Bandhan is an Urdu language PTV production in 1998. It is a romantic and love story drama. This drama is written by Bushra Rahman based on her own novel "Lagan" and "but Shikan". It was directed by Tariq Mairaj. Nadia Khan and Noman Masood play the lead couple. Bandhan was  massive hit and turned Nadia Khan an over night star. Both critically and commercially successful serial received several award nomination especially for Nadia Khan which she lost to Sania Saeed for "Aik thi Mehro". After few years PTV Home is Retelecasting Bandhan Daily at 3.00 P.M from 13th of june 2020

Plot 

Bandhan is a story of a spoiled rich girl who is the only child of her parents. She starts working for a family friend's office who eventually proposes her. She only agrees to marry him to teach him a lesson but after marriage they both realize the difference in their personalities. She leaves her husband's home and drags her father's business into bankruptcy. It is the time that both realize that they love each other however none of both takes a step back due to ego. It the time when their parents bring them both into senses and they reunite in the end.

• [Actions to take]:
1. Translate the sentence "Nadia Khan and Noman Masood play the lead couple." from the Bandhan article into Spanish.
2. Using the plot summary of Bandhan, substitute "ruin" for "bankruptcy" and write out the passage between "Bandhan is a story" and "in the end.", inclusive.
The rows that follow are a separate set of material.

• [Material supplied]:
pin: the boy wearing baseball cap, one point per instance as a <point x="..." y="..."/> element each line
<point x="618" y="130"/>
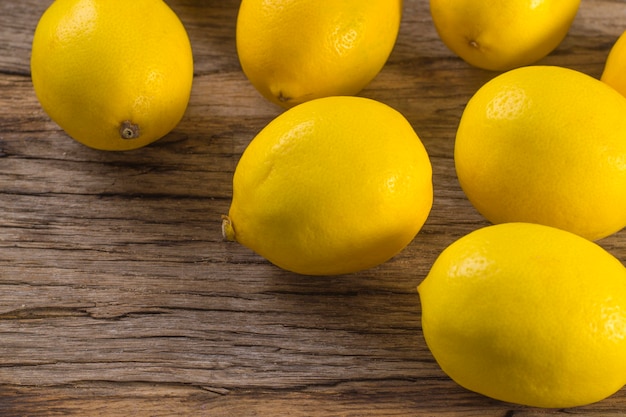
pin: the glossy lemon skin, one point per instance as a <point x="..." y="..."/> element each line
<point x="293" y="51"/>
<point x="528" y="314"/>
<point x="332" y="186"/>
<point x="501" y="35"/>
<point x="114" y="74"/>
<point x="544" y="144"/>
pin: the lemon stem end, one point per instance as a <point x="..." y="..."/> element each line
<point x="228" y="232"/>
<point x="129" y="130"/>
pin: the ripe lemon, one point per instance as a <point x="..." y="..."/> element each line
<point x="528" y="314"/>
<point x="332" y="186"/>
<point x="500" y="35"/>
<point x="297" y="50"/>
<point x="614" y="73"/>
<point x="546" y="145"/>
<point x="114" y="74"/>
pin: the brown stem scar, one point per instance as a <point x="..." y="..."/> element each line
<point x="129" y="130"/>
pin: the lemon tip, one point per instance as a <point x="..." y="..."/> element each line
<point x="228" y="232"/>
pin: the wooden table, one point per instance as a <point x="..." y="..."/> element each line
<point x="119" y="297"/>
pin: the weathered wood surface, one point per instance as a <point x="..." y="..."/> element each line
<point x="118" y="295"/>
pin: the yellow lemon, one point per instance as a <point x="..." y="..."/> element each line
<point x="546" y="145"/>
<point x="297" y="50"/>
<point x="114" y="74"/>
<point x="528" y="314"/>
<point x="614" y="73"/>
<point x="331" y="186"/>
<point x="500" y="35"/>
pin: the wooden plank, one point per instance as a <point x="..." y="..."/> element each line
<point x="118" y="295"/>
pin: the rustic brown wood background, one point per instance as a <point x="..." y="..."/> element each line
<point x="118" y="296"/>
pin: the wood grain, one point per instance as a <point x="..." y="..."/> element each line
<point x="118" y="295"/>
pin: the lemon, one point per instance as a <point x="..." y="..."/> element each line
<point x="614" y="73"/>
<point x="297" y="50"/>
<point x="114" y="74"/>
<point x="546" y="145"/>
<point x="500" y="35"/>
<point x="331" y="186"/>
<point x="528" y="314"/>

---

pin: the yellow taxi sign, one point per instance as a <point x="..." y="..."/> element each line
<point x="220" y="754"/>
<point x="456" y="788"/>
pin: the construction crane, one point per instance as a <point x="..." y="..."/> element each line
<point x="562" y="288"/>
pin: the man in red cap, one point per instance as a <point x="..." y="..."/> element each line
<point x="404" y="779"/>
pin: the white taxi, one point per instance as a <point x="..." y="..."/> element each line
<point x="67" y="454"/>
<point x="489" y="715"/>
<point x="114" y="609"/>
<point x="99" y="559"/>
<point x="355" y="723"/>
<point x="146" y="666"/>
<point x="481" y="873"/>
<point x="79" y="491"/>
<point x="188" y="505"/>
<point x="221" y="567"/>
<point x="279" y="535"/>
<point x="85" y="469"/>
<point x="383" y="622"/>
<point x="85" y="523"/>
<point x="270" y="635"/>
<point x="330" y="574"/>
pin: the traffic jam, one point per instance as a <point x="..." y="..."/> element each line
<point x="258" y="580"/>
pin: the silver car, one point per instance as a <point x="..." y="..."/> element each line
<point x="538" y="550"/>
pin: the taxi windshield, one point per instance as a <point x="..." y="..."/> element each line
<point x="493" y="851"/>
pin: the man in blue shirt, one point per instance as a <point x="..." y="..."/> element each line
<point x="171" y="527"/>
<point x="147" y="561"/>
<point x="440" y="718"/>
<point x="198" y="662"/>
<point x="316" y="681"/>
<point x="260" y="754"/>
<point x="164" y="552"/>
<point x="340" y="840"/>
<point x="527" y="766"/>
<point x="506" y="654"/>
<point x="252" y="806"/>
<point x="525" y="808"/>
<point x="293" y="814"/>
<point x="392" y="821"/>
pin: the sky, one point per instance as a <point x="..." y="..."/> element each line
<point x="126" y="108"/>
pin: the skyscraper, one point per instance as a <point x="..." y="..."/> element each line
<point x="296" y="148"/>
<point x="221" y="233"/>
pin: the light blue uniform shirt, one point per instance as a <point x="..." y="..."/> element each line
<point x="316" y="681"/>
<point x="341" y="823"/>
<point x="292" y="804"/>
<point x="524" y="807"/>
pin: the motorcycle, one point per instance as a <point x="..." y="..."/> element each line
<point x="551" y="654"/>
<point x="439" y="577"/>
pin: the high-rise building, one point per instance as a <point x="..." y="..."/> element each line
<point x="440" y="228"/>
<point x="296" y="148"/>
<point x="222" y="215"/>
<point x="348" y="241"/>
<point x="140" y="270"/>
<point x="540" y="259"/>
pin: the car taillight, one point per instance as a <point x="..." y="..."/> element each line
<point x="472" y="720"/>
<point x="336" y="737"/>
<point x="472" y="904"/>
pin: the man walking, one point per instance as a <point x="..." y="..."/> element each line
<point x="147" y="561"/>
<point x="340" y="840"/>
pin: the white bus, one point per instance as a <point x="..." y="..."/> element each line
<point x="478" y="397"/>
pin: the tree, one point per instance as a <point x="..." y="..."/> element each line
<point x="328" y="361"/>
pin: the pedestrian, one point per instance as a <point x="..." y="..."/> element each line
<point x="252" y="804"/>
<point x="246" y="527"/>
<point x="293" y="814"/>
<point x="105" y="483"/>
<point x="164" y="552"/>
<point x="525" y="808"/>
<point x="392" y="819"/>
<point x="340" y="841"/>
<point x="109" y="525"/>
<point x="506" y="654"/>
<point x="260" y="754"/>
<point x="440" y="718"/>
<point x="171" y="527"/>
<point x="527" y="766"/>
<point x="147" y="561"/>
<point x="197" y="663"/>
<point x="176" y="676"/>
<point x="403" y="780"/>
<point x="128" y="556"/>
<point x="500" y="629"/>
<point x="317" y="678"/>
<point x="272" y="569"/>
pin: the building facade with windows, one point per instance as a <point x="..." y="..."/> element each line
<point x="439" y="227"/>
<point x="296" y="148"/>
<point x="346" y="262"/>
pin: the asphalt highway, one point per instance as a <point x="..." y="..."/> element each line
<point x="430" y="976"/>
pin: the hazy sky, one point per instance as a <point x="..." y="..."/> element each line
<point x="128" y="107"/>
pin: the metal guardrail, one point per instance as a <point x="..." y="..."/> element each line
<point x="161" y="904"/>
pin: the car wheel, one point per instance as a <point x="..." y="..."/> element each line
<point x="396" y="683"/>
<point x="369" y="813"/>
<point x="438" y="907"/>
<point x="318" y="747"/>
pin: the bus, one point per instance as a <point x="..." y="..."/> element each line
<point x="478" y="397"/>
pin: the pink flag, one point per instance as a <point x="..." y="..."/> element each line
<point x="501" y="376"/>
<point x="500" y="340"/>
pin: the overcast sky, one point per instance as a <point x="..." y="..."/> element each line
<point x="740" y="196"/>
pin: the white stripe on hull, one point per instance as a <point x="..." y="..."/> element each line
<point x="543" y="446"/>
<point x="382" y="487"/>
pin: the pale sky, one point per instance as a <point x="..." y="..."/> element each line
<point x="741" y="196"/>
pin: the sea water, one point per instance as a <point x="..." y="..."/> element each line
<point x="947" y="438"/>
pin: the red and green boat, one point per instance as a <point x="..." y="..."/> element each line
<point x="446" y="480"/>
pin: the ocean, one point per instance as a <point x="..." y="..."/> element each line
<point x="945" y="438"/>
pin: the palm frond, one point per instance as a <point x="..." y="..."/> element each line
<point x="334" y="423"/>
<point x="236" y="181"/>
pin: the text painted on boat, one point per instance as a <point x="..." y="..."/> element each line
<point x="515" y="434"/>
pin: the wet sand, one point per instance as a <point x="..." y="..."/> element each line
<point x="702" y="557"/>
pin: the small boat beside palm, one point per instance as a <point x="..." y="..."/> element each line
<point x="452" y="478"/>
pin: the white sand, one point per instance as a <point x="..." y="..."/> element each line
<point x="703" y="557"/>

• [Solution list]:
1. Nadia Khan y Noman Masood interpretan a la pareja protagonista.

2.
Bandhan is a story of a spoiled rich girl who is the only child of her parents. She starts working for a family friend's office who eventually proposes her. She only agrees to marry him to teach him a lesson but after marriage they both realize the difference in their personalities. She leaves her husband's home and drags her father's business into ruin. It is the time that both realize that they love each other however none of both takes a step back due to ego. It the time when their parents bring them both into senses and they reunite in the end.